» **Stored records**
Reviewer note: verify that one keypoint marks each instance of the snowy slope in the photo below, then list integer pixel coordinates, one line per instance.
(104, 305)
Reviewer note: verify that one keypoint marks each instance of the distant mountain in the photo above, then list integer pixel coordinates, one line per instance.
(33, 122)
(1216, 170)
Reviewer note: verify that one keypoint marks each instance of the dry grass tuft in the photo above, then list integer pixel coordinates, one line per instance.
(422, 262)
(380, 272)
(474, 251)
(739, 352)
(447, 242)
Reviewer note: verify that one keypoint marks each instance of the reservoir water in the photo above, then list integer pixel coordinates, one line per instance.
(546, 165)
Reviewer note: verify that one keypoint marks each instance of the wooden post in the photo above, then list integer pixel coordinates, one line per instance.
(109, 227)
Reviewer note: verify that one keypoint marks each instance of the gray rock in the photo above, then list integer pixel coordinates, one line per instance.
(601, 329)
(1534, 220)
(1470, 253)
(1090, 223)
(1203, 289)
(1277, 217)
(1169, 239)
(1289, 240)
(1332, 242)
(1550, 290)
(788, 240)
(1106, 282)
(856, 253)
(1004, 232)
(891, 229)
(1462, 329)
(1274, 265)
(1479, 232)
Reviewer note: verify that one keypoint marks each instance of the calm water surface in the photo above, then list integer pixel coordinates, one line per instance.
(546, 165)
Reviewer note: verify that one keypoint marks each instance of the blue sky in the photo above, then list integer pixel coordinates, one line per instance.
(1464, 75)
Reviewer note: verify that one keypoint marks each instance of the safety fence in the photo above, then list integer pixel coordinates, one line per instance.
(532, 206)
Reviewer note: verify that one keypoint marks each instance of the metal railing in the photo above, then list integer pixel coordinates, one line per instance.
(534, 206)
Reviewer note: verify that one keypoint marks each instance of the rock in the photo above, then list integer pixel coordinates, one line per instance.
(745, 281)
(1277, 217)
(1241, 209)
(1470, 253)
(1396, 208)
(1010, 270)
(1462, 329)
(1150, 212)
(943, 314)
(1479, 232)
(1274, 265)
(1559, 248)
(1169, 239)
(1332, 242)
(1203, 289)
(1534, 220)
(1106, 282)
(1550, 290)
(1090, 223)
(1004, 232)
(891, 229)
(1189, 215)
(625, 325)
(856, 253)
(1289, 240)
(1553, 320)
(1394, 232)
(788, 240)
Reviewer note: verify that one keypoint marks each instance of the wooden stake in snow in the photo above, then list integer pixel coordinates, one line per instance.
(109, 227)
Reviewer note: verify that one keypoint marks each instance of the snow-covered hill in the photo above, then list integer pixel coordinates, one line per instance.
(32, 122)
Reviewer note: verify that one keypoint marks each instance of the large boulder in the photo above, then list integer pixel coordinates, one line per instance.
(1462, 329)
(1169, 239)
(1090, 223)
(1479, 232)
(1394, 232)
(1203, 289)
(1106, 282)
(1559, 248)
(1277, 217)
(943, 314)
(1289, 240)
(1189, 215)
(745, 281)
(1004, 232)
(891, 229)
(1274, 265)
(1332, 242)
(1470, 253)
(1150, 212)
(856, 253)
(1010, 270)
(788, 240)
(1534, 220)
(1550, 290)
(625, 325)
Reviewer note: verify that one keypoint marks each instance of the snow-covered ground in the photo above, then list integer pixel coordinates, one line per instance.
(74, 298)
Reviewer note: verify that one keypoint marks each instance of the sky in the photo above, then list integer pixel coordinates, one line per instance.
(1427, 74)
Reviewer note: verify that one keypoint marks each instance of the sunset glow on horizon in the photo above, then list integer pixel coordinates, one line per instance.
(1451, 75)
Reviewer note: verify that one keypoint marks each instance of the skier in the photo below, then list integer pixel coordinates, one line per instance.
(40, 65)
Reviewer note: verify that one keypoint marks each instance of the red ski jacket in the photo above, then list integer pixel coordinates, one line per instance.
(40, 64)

» **WORK TO COMPLETE**
Write the entries out again in full, exactly as they appear above.

» **EXERCISE RESULT**
Reviewer note: verify that one keypoint marks each instance of the snowy slope in the photo below, then list integer pixel coordinates, one line per instance.
(104, 305)
Reviewer note: verify that one keypoint marks each instance of the distant mountain in the photo above, then list integer pixel coordinates, one line per instance.
(33, 122)
(1216, 170)
Reviewer note: verify that one keypoint marks each instance of the dry grass tuft in the photo above, then list integer pixel coordinates, one line per instance.
(422, 262)
(380, 272)
(474, 251)
(739, 352)
(447, 242)
Reviewer note: verify that one keypoint marks each instance of the reservoir water in the photo above, then list integer pixel coordinates, one line per instance.
(546, 165)
Reviewer note: verify that one keypoint marks each instance of the wooden post in the photo above, then list integer pixel coordinates, one line per instance.
(109, 227)
Reviewer note: verify that one keypoint marks each instance of the gray rock in the photo above, then list integer pixel coordinates, one line per instance.
(601, 329)
(1534, 220)
(1470, 253)
(1090, 223)
(1203, 289)
(1277, 217)
(1169, 239)
(1289, 240)
(1332, 242)
(1550, 290)
(788, 240)
(1106, 282)
(856, 253)
(1004, 232)
(891, 229)
(1462, 329)
(1274, 265)
(1479, 232)
Reviewer note: verify that one keypoint marks each instance of the calm water surface in the photo above, then list integer pixel coordinates, one line per instance.
(546, 165)
Reviewer note: verify that one keypoint marks each instance of the blue sky in the photo above, then list integer pixel coordinates, one line per instance.
(1464, 75)
Reviewer note: verify that one keypoint marks each instance of the safety fence in the photo above, then list integer pixel coordinates, one line per instance.
(532, 206)
Reviewer note: verify that one keypoint marks each instance of the metal railing in the photo above, then list integer pixel coordinates, one line per instance.
(534, 206)
Reviewer note: verify that one keypoint marks each instance of the rock in the photo above, then list integer pixel coordinates, one line per instance.
(745, 281)
(1277, 217)
(1241, 209)
(1470, 253)
(1396, 208)
(1010, 270)
(1462, 329)
(1150, 212)
(943, 314)
(1479, 232)
(1274, 265)
(1559, 248)
(1169, 239)
(1332, 242)
(1203, 289)
(1534, 220)
(1106, 282)
(1550, 290)
(1090, 223)
(1004, 232)
(891, 229)
(1189, 215)
(625, 325)
(856, 253)
(1289, 240)
(1553, 320)
(1394, 232)
(788, 240)
Reviewer note: verify that one keypoint marks each instance of the wooden stake in snow in the photo above, then list integer pixel coordinates, one line per instance.
(109, 227)
Reviewer note: verify that one keypoint marks each instance of the snow-covered hill in the photo above, then list integer pixel coordinates, one line per instance.
(32, 122)
Reviewer note: verify that one keypoint marks each instance of the large boulder in the photo above, then list integer pixel coordinates, one line per instance.
(1462, 329)
(1169, 239)
(1090, 223)
(1479, 232)
(1394, 232)
(1203, 289)
(1106, 282)
(1559, 248)
(1277, 217)
(943, 314)
(1289, 240)
(1189, 215)
(745, 281)
(1004, 232)
(891, 229)
(1274, 265)
(1332, 242)
(1470, 253)
(1150, 212)
(856, 253)
(1010, 270)
(788, 240)
(1534, 220)
(1550, 290)
(625, 325)
Reviewer note: verify that one keypoint marks each instance of the snow-covered ground in the photo above, then list integer pixel coordinates, one line per instance.
(74, 298)
Reviewer note: verify that one keypoint marks each instance of the sky in the photo above, then list integer pixel coordinates, one line per instance.
(1427, 74)
Reviewer note: verify that one keypoint marks each instance of the sunset glow on horizon in the photo above, then list integer pixel coordinates, one line per instance.
(1451, 75)
Reviewer note: verify that one keypoint marks each instance of the skier in the photo below, then list integer pixel coordinates, one line per instance.
(40, 65)
Reviewer note: verify that one keypoint marks each instance of the red ski jacket in the photo above, then list integer pixel coordinates, one line per instance.
(40, 64)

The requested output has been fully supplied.